> Material for this task
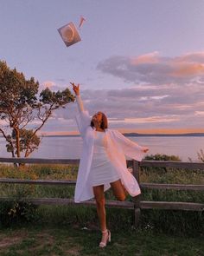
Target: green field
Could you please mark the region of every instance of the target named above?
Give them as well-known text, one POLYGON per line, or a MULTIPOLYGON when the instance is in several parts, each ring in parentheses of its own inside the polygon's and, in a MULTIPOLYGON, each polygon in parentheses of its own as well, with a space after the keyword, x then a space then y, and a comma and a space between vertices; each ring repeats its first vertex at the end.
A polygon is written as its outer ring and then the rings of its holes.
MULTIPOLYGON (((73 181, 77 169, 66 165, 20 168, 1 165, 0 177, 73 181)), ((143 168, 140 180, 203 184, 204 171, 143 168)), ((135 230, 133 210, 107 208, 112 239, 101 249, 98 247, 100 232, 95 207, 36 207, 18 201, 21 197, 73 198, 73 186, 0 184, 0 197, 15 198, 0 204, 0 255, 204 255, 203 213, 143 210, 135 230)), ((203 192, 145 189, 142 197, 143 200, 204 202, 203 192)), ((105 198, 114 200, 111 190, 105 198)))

> What is expected
Format the data above as a Markdown table with the columns "Row" and "Line", numbering each line and skipping blank lines. Leave out the pictures.

> Solution for this exercise
| Row | Line |
|---|---|
| 1 | Target: green field |
| 2 | Could you please mark the region of every instance of the target named above? |
| 3 | Give them as well-known text, one POLYGON per line, or a MULTIPOLYGON when the instance is in several parts, each ring in parentheses of its own inside the polygon's and, in a MULTIPOLYGON, each polygon in parentheses of its own as well, with a space after the keyword, x then a space then y, and a comma and a space between vertices; each ring repeats its first vertex at the end. |
| 4 | A polygon is written as its outer ring and then the rings of its holes. |
| 5 | MULTIPOLYGON (((73 181, 77 169, 66 165, 20 168, 1 165, 0 177, 73 181)), ((143 168, 140 180, 203 184, 204 171, 143 168)), ((135 230, 133 210, 107 208, 112 239, 101 249, 98 247, 100 232, 95 207, 36 207, 18 201, 21 197, 73 198, 73 186, 0 184, 0 197, 15 198, 0 204, 0 255, 204 255, 203 213, 143 210, 135 230)), ((203 192, 145 189, 142 197, 143 200, 204 202, 203 192)), ((105 198, 114 200, 111 190, 105 198))) |